§ Task
A copy is needed of each line in the records that has the word "zipper".

***** Information shown *****

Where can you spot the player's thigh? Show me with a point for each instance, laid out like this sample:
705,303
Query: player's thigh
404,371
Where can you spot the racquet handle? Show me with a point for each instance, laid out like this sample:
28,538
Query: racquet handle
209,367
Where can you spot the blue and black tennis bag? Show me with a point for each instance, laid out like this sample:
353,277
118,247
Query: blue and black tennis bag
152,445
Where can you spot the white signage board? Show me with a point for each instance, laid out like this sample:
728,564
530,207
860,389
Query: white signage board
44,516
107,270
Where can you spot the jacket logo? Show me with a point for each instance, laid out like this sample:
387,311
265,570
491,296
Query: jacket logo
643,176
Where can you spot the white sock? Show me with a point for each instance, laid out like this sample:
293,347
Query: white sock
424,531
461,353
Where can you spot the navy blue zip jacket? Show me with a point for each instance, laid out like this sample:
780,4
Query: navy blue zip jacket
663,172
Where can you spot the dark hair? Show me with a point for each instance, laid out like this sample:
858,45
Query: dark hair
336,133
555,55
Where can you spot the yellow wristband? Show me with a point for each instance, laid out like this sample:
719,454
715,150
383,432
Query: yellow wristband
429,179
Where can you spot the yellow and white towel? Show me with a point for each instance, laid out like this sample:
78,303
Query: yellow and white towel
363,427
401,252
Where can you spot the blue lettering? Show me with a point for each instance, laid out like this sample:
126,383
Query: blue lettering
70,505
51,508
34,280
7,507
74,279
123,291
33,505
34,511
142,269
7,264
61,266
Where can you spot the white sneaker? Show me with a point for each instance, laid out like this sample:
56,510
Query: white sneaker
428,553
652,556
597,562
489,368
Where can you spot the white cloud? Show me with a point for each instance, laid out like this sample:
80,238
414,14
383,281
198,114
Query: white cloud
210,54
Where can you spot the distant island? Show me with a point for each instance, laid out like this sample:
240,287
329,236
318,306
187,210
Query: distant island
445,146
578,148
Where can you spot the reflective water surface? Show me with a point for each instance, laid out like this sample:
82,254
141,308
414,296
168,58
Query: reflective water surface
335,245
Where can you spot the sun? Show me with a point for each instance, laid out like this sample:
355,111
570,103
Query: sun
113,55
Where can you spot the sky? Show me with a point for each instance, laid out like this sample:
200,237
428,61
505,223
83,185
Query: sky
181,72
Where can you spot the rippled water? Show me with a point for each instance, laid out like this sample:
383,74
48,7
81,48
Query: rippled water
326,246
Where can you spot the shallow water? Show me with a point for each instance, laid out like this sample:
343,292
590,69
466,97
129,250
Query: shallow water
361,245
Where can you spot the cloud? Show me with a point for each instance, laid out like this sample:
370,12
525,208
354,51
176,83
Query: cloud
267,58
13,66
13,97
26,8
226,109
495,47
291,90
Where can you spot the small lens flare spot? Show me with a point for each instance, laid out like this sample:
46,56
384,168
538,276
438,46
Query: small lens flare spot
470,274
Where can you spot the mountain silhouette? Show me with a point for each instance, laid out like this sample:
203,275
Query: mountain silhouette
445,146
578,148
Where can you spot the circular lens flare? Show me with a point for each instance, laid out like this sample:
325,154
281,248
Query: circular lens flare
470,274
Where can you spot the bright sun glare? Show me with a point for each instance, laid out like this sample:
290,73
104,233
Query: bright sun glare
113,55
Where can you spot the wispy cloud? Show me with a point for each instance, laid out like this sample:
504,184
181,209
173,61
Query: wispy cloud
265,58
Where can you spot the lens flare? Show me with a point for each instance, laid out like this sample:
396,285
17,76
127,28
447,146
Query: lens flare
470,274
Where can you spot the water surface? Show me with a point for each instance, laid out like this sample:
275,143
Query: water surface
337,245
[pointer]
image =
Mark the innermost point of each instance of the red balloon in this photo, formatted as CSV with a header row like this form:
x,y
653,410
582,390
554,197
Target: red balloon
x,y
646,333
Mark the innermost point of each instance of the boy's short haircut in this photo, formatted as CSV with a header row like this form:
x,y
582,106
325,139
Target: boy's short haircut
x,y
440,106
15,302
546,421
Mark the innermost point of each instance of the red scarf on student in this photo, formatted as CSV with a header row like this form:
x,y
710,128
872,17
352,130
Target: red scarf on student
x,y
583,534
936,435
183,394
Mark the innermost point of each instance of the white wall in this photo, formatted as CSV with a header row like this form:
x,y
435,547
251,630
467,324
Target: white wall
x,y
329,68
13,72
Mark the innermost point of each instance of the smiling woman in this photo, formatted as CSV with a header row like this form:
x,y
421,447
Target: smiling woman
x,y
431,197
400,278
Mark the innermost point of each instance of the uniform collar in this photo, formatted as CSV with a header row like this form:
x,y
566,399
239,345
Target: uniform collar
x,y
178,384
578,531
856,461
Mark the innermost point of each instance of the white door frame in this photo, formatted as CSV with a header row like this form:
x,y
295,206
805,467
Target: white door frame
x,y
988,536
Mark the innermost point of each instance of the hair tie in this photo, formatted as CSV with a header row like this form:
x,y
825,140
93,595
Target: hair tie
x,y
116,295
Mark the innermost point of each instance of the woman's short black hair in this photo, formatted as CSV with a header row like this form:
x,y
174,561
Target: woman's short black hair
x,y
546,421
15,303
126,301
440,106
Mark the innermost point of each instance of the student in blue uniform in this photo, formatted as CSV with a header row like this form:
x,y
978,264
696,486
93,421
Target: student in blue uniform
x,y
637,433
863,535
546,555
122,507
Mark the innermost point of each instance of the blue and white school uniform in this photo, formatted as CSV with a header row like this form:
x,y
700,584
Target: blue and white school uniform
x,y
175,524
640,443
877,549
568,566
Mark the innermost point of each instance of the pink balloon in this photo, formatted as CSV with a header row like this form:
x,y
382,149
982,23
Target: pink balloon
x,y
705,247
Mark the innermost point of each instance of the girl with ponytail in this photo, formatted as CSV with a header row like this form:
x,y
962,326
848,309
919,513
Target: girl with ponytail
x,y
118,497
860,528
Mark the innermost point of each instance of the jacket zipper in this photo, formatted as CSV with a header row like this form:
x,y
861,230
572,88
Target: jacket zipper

*****

§ Solution below
Mark the innermost point of each instance of the jacket zipper in this photo, formatted as CSV with a header row like this form:
Target: jacket zipper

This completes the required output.